> [What this task involves]
Retype the entries, please, from their first line to the line containing "crop field? Indicate one point per instance.", exactly and only those lines, minus the pictures.

Top of Information given

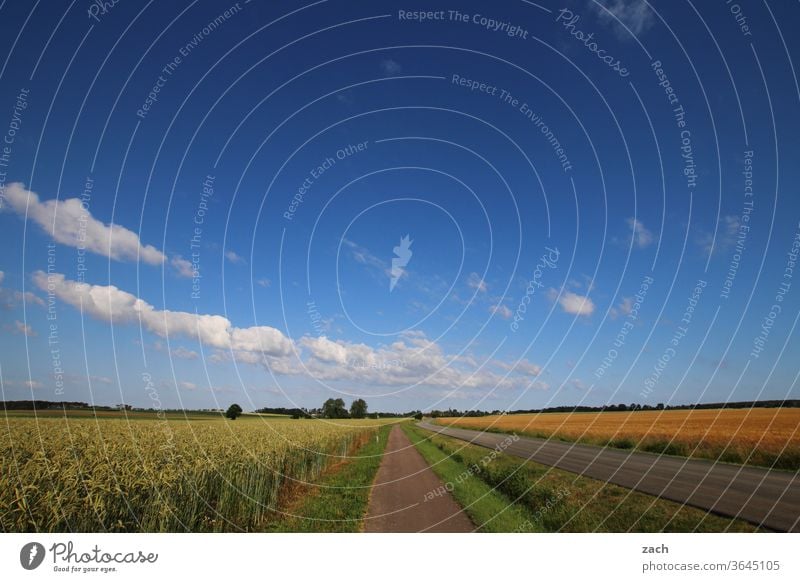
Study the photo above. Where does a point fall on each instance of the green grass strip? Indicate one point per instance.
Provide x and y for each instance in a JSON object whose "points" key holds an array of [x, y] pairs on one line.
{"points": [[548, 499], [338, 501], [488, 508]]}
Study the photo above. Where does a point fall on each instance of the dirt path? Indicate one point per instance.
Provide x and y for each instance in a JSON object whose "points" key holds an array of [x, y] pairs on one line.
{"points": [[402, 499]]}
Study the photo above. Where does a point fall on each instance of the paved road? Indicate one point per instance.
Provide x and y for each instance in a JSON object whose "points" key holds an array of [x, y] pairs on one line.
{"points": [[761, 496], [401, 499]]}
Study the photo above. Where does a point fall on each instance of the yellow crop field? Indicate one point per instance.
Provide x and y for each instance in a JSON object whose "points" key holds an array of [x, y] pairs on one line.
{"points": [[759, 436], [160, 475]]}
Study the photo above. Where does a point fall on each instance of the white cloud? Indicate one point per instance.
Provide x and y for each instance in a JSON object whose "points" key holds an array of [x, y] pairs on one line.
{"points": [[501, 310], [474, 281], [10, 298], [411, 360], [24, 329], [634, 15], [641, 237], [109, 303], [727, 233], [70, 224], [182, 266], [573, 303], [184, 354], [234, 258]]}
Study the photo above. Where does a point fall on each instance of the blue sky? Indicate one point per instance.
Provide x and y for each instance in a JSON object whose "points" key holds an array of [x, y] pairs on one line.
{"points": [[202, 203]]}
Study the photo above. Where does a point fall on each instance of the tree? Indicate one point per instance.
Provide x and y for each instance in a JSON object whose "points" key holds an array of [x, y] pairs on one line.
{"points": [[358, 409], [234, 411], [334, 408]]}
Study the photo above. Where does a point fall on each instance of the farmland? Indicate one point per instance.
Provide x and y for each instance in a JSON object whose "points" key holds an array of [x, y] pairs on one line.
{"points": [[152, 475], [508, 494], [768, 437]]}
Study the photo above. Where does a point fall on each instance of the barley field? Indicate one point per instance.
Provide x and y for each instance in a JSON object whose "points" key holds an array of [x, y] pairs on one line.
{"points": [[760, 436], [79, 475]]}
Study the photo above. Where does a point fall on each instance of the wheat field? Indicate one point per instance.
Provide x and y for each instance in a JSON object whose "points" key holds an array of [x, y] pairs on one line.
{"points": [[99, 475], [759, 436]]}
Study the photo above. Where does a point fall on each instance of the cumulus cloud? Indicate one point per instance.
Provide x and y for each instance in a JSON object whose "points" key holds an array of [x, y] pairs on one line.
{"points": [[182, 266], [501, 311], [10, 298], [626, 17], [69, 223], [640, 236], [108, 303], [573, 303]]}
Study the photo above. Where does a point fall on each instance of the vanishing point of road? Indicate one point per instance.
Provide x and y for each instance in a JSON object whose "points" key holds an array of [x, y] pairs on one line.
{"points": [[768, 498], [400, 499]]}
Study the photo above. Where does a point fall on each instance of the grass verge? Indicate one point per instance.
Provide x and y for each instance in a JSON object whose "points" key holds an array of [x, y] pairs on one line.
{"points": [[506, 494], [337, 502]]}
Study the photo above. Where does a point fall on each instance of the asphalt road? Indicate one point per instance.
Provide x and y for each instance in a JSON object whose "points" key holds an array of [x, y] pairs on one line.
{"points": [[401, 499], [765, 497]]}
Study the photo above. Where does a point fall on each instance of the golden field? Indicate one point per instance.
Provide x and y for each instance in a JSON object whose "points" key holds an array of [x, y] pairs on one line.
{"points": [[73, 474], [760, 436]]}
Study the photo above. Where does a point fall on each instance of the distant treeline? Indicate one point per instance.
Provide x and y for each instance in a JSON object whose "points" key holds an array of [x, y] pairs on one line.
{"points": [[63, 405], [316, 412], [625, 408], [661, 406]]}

Bottom of Information given

> [Your solution]
Study the photo above. Where does a point fall on each instance of the green grass strip? Indicate one point per instance.
Provide x and y for each instance in a JSON object whose "points" key holds an array of [x, y] pairs on one line.
{"points": [[548, 499], [338, 501], [488, 508]]}
Study the photo above. Where does a point fall on each instance of the dirt path? Indicate one point per instance.
Provide x and y for each instance in a JSON object whose "points" key holds an array of [x, y] pairs on one line.
{"points": [[402, 499]]}
Study the photo above. Where does a point fall on each instance of the paved road? Indicate one point per instance.
Provide x and y for each instance in a JSON object whose "points" key holds an array of [x, y] pairs on one line.
{"points": [[761, 496], [401, 499]]}
Study the photo above. Where does a point fall on each instance of the yellow crop field? Indicate one point per instance.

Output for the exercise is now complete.